**How to complete this task:**
Would you return the entries below exactly from the line containing "of the blue" onward, ending with the final line and including it, and nothing else?

BEGIN Exercise inputs

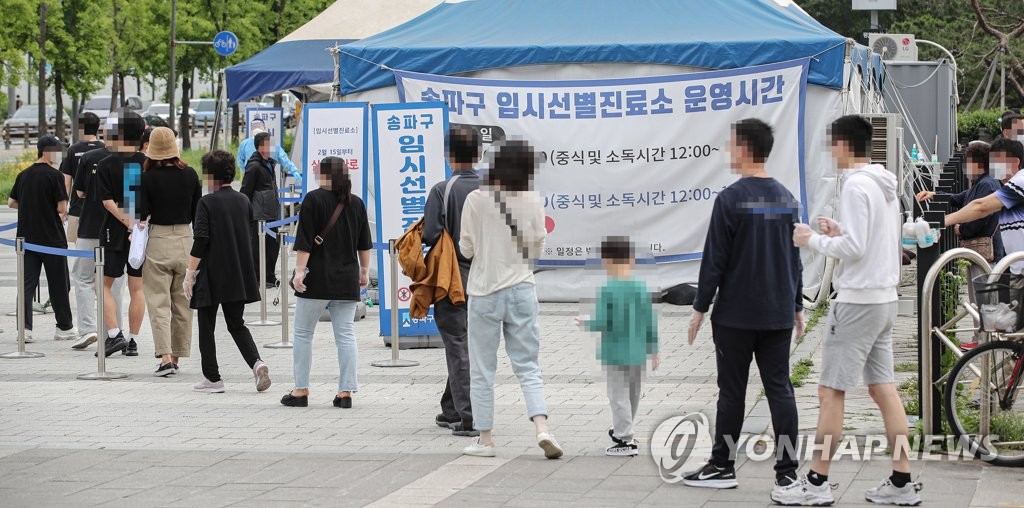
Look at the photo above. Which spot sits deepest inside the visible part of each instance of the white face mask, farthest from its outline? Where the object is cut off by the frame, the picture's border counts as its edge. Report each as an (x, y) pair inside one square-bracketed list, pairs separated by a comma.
[(999, 170)]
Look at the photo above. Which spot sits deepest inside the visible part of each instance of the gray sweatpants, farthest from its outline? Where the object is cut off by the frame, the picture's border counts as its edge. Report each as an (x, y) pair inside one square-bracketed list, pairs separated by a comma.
[(624, 395)]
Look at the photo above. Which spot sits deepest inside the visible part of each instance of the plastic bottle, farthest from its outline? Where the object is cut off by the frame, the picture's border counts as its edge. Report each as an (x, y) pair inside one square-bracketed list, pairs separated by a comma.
[(909, 233), (924, 233)]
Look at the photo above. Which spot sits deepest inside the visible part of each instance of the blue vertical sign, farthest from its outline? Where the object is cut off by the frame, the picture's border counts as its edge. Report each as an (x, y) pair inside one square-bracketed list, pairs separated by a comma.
[(410, 159)]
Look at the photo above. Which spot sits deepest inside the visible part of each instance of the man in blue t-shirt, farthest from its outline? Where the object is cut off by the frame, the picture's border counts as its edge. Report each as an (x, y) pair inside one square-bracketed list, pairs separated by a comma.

END Exercise inputs

**Finished exercise:**
Look at the photo above. Which spot sits deepest inside the visible part of each instance of the blue vertical sign, farthest from its outline? Where the object is cut off by the frame, the picture's border counts as its edge. Report each as an (x, y) pair inside one square-bracketed list, pairs separated by a comma.
[(410, 159)]
Look at the photo above. Which spot sits deepest inside the visible part of each instance of the man in blue t-shirt, farthest from its outline? Where the object is cut off by the frame, the picture's border counts as its edge. Report each as an (x, y) pair inside one square-bracketed list, pairs separated by a comma.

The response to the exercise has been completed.